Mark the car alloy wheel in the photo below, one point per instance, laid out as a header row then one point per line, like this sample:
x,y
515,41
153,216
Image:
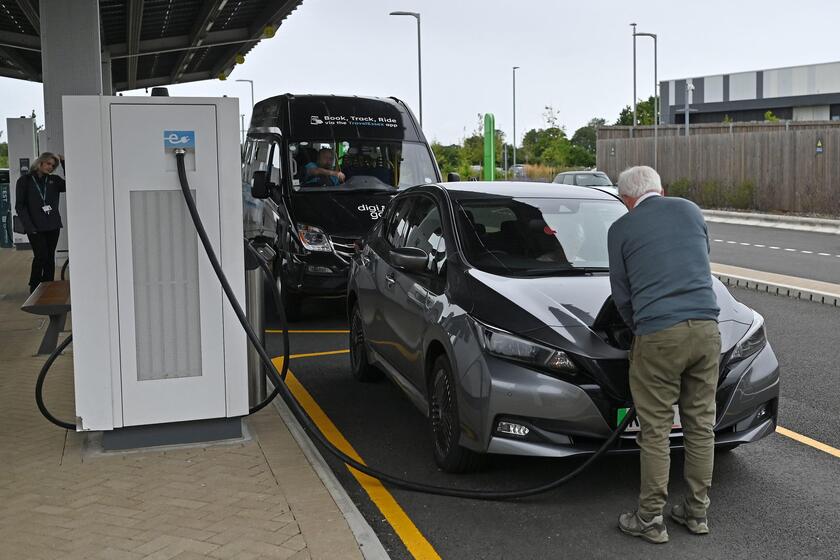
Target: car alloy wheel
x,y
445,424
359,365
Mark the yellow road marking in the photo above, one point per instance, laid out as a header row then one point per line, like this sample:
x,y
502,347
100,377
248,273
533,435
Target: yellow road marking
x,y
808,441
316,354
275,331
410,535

---

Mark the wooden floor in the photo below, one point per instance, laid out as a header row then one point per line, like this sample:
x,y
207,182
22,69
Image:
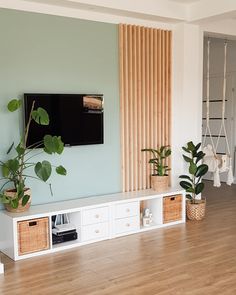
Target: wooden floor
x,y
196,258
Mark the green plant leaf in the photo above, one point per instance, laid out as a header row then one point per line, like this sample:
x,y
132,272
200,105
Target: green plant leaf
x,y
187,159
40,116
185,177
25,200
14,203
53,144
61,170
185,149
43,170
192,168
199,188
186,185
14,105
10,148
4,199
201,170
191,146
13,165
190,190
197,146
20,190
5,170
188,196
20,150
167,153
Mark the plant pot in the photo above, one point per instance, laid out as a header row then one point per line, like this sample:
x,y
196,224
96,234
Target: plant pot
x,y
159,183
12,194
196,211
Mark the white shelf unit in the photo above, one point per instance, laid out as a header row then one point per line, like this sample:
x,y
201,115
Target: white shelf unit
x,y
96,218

---

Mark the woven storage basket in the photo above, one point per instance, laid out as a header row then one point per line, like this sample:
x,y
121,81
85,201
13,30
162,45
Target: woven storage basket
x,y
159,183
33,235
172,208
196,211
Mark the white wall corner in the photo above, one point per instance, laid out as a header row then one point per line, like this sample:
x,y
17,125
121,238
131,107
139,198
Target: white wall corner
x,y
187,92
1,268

▶ _Problem to work on_:
From the data above, extract every line that contains the word "road" and copy each one out.

▶ _Task output_:
Mark the yellow road marking in the photo above, one point per instance, laid out as a header row then one point per line, like this sample:
Target: yellow road marking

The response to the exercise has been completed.